:: Instrucciones ::
[a] Edita los registros, desde la línea que contiene "dress shoe in the photo above." hasta el final: cambia "metal crowd barrier" por "steel crowd barrier" y deja igual todo lo demás. Devuelve solo esas líneas.
[b] Retoma el relato sobre Paco y su grupo de teatro a partir de donde termina.

:: Fragmento facilitado ::
======

Se instaló definitivamente en una casa de la calle Misericordia. La elección del pueblo y de la calle no había sido del todo suya, él siempre veía en sus decisiones los signos de una providencia que le marcaba la ruta: la libertad de unas playas extensas, una indicación hacia un pueblo del sur, el dedo apuntando hacia la colina de Vejer. Llegó y se presentó como lo harían los cómicos de la legua a los que él tanto admiraba, llevando tras de sí las huellas de muchos caminos recorridos, de duras batallas libradas.

Así fue como lo conocí, despojado y generoso, con el brío de su vocación intacto y su palabra grave y honda.

Pretendió en aquellos años empezar una nueva etapa de su vida alejado de lo que hasta entonces había conocido. Inició una vida de retiro, de rutinas que le llevaban de sus libros a la iglesia, imitando a aquel monje que según nos contaba con cierto aire de intriga le dijeron que había sido en una vida anterior. Se afincó entre nosotros como un vecino más, convencido de que debía revertir en el teatro lo que éste le había dado, y lo hizo de la manera que supo: formando un grupo de actores. Y ahí estaba yo. Ahora pienso que esos comienzos debieron de ser gratificantes a la vez que duros para él.

Fue un proyecto discreto, humilde pero muy ambicioso, porque esperaba convertir en auténticos actores a gente de pueblo que no habíamos leído nada o casi nada de teatro, gente aficionada que creíamos que actuar era tan simple como subirse a un escenario con un disfraz y un texto aprendido de memoria. En aquellas reuniones -por las que nunca nos quiso cobrar nada- leíamos a poetas y dramaturgos clásicos y modernos, españoles, rusos, norteamericanos... Preparábamos escenas, memorizábamos monólogos de obras que luego representábamos ante los compañeros, tratábamos de improvisar escenas, asistíamos a funciones de teatro por la provincia, aprendíamos, nos divertíamos y a veces también nos desesperábamos. Paco no era fácil, se frustraba con nuestra falta de constancia, se enfurecía cuando leíamos sin convicción o desgana. Entonces yo no entendía que para él el teatro siempre fue un sacerdocio, un ejercicio sagrado. A él se entregó y con su oficio se comprometió hasta el final, pagando por ello el precio que fuera.

======

(Registros del conjunto de datos de señalamiento)
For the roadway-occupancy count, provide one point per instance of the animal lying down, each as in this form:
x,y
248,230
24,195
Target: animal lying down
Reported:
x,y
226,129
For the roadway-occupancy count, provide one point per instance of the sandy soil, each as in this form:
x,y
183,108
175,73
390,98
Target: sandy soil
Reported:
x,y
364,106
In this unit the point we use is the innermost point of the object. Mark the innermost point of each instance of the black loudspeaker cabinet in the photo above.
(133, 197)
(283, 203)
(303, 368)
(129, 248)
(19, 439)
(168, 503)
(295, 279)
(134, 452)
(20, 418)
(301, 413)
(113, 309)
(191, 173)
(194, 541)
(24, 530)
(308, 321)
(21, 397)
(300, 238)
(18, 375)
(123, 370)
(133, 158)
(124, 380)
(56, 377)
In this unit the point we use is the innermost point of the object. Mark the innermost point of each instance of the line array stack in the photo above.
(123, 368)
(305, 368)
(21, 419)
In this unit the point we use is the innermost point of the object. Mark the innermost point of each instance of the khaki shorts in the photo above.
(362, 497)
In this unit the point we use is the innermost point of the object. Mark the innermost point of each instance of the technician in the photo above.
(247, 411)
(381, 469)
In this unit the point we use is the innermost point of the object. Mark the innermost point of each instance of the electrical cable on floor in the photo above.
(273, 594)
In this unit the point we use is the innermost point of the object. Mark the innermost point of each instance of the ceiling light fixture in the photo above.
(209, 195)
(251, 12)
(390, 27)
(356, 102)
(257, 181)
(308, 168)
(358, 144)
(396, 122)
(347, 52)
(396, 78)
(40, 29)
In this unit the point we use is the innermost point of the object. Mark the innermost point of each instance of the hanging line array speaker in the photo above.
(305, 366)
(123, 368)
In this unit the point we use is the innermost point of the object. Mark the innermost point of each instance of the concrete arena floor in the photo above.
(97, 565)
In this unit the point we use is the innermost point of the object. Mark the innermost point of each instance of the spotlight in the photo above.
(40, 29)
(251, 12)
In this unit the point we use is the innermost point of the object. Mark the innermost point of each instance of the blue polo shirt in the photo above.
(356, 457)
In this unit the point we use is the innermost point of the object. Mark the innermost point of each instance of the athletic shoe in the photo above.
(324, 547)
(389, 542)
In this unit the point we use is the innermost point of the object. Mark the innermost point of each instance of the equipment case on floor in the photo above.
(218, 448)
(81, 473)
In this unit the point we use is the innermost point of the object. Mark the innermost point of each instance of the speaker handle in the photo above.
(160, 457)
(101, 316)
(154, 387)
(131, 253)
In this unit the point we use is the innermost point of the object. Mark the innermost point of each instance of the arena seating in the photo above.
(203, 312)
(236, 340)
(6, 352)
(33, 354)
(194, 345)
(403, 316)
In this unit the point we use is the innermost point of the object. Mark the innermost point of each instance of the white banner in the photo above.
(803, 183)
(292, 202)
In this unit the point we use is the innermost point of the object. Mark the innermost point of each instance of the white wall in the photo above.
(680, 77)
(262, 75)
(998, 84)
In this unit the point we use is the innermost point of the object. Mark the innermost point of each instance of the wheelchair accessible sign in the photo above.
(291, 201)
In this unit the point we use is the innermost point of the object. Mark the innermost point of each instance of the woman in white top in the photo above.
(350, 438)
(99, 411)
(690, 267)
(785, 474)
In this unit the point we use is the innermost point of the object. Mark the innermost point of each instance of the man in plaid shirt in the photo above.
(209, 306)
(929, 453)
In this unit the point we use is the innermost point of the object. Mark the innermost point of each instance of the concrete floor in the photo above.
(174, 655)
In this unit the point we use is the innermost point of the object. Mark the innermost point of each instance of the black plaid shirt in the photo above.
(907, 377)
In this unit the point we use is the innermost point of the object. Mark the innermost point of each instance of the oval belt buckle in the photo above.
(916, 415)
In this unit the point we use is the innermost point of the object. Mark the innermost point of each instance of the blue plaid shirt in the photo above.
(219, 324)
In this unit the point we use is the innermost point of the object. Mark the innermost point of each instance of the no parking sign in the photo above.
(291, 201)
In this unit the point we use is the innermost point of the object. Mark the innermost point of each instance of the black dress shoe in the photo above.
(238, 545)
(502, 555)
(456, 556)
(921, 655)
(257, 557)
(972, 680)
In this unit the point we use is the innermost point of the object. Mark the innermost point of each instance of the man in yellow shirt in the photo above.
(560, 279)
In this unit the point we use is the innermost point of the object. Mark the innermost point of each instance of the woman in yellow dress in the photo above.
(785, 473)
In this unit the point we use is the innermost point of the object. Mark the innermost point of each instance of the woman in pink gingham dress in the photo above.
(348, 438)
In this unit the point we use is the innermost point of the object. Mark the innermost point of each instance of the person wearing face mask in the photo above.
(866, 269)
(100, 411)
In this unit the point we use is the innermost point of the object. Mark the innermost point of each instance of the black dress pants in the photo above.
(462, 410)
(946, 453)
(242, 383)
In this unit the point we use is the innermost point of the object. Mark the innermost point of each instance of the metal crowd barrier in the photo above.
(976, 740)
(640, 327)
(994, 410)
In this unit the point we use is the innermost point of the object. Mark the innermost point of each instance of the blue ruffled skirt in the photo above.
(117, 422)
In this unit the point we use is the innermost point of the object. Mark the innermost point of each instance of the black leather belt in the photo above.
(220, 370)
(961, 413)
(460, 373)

======

:: Respuestas ::
[a]
In this unit the point we use is the innermost point of the object. Mark the innermost point of each instance of the black dress shoe in the photo above.
(238, 545)
(502, 555)
(456, 556)
(921, 655)
(257, 557)
(972, 680)
In this unit the point we use is the innermost point of the object. Mark the innermost point of each instance of the man in yellow shirt in the photo above.
(560, 279)
In this unit the point we use is the innermost point of the object. Mark the innermost point of each instance of the woman in yellow dress in the photo above.
(785, 473)
In this unit the point we use is the innermost point of the object. Mark the innermost point of each instance of the woman in pink gingham dress in the photo above.
(348, 438)
In this unit the point we use is the innermost point of the object. Mark the innermost point of each instance of the person wearing face mask in the photo above.
(866, 269)
(100, 411)
In this unit the point we use is the innermost point of the object. Mark the innermost point of each instance of the black dress pants in the photo above.
(462, 410)
(946, 453)
(242, 383)
In this unit the point we use is the innermost point of the object. Mark the innermost point of each instance of the steel crowd barrier in the photo above.
(976, 740)
(640, 327)
(994, 410)
In this unit the point we use is the innermost point of the object. Mark the innermost point of each instance of the blue ruffled skirt in the photo above.
(117, 422)
In this unit the point we use is the innermost point of the object. Mark the innermost point of each instance of the black leather belt in the photo above.
(220, 370)
(961, 413)
(460, 373)

[b]
Todo el mundo sabe que era muy creyente, profundamente religioso. Pero entre sus santos predilectos también estaban Valle-Inclán o León Felipe y se desesperaba cuando actuando o leyendo faltábamos a la verdad de la palabra de estos escritores. Creo recordar que por el grupo pasaron a lo largo de esos años, y no exagero, más de 100 personas: algunos del pueblo, otros de Chiclana, de Sevilla, de Madrid, extranjeros; unos con alguna experiencia teatral, otros completamente ajenos hasta entonces a los escenarios. Él llegaba siempre puntual a las reuniones con su inseparable cajetilla de tabaco y cargando con una bolsa de plástico enorme llena de libros que repartía y prestaba. Cada nueva reunión era un milagro, no sólo porque nunca sabíamos a ciencia cierta cuántos íbamos a ser ni dónde nos íbamos a reunir, sino porque al final en esos encuentros se producía el prodigio de la palabra y la emoción compartida, que es la esencia del teatro. Así era, al menos, para mí. Mientras tanto, Paco salía a veces de su retiro y se iba a grabar, con compañeros de la vieja escuela o con directores jóvenes, escenas de películas o de cortos. Le daba igual. Si le interesaba acudía, si no, seguía en su retiro. "En mi hambre mando yo" nos decía en alguna ocasión.

Ahora recuerdo la emoción de su escena en Barrio o las de época en El abuelo y lo oigo llegar contando mil anécdotas de los rodajes. Él seguía aprendiendo en su oficio de actor. Y yo, también en esos años me acerqué por primera vez a la tragedia griega -mi querida Antígona, el personaje más entrañable, el nombre con el que él me nombraba- empecé a leer sin renglonear los versos de Lope, de Calderón, lloré de verdad y a la vez de mentira -como lo haría una verdadera actriz- cuando representaba los monólogos de Lorca, hice míos los textos que se preparaban mis compañeros sobre obras de Chejov, Ibsen, Strindberg,... Desde entonces, desde mis 15 años, me acompañan Aleixandre, Cernuda, León Felipe, Withman, Miguel Hernández, Galeano... Comprobé el poder de la palabra para conmover, para despertar el corazón humano.

Fue impagable lo que nos enseñó. Lo curioso de todo es que nunca llegamos a representar una obra ante el público. Quizás fue difícil corresponder con una entrega a la medida de la suya. No lo sé. Con el paso de los años el grupo dejó de existir y Paco se dedicó a escribir sus propias obras de teatro.

Se convirtió en Jonás, rescatado del vientre de la ballena. Me llamo Jonás grita el título de su drama, y en él venía a contar su verdad, más combativo, rebelde y comprometido que nunca. Y siguió escribiendo versos, romances con ritmo rotundo: Romance de locos, coplas de ciego o Romances de convalecencia, resistencia y esperanza, en los que reivindicaba la justicia social, el compromiso con el ser humano, la necesidad de compasión y cordura en este mundo de locos.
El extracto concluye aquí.